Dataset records
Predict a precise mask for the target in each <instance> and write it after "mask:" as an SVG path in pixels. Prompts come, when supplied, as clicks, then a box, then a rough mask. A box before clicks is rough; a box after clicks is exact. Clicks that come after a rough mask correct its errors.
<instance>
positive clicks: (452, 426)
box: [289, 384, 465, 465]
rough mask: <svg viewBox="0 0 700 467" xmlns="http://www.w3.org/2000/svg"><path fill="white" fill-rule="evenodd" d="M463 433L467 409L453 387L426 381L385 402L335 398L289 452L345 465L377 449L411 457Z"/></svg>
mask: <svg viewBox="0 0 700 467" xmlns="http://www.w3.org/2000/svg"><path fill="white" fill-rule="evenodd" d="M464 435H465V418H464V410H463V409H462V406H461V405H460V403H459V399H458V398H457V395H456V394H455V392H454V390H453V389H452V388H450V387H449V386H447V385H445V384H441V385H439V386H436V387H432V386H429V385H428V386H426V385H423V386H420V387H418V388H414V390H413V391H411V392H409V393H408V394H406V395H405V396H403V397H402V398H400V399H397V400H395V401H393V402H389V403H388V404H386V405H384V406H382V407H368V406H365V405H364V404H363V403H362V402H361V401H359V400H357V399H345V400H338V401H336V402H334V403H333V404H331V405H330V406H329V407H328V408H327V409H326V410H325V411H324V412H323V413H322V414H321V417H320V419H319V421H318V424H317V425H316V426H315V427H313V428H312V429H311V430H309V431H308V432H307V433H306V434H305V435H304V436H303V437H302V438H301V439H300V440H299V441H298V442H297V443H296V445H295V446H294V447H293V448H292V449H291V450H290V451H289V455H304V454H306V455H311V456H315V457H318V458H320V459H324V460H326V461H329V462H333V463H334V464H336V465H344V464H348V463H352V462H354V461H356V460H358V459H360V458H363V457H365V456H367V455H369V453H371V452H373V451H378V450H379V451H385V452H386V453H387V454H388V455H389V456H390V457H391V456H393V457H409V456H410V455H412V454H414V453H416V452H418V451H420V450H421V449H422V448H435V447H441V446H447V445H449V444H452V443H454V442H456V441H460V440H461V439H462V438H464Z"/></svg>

▶ Exercise objective: Please set down each of the entries above exactly as given.

▶ Reply to the exercise:
Predict a precise mask for the target in each <instance> and write it after "mask:" as an SVG path in pixels. Prompts come, when supplied, as clicks, then a box, then a rough mask. A box before clicks is rough; a box after clicks is exact. Clicks that come after a rough mask correct its errors.
<instance>
positive clicks: (452, 426)
box: [289, 384, 465, 465]
rough mask: <svg viewBox="0 0 700 467" xmlns="http://www.w3.org/2000/svg"><path fill="white" fill-rule="evenodd" d="M463 433L467 409L453 387L426 381L385 402L335 398L289 452L345 465L377 449L411 457Z"/></svg>
mask: <svg viewBox="0 0 700 467" xmlns="http://www.w3.org/2000/svg"><path fill="white" fill-rule="evenodd" d="M464 435H465V418H464V410H463V409H462V406H461V405H460V403H459V399H458V398H457V395H456V394H455V392H454V390H453V389H452V388H450V387H449V386H447V385H445V384H441V385H439V386H436V387H432V386H429V385H428V386H426V385H423V386H420V387H418V388H414V390H413V391H411V392H409V393H408V394H406V395H405V396H403V397H402V398H400V399H397V400H395V401H393V402H389V403H388V404H386V405H384V406H382V407H368V406H365V405H364V404H363V403H362V402H361V401H359V400H357V399H345V400H338V401H336V402H334V403H333V404H331V405H330V406H329V407H328V408H327V409H326V410H325V411H324V412H323V413H322V414H321V417H320V419H319V421H318V424H317V425H316V426H315V427H313V428H312V429H311V430H309V431H308V432H307V433H306V434H305V435H304V436H303V437H302V438H301V439H300V440H299V441H298V442H297V443H296V445H295V446H294V447H293V448H292V449H291V450H290V451H289V455H304V454H306V455H311V456H315V457H318V458H320V459H324V460H326V461H329V462H333V463H334V464H336V465H344V464H348V463H352V462H354V461H356V460H358V459H360V458H363V457H365V456H367V455H369V453H371V452H373V451H378V450H379V451H385V452H386V453H387V454H388V455H389V456H390V457H391V456H393V457H409V456H410V455H412V454H414V453H416V452H418V451H420V450H421V449H422V448H435V447H441V446H447V445H449V444H452V443H454V442H456V441H460V440H461V439H462V438H464Z"/></svg>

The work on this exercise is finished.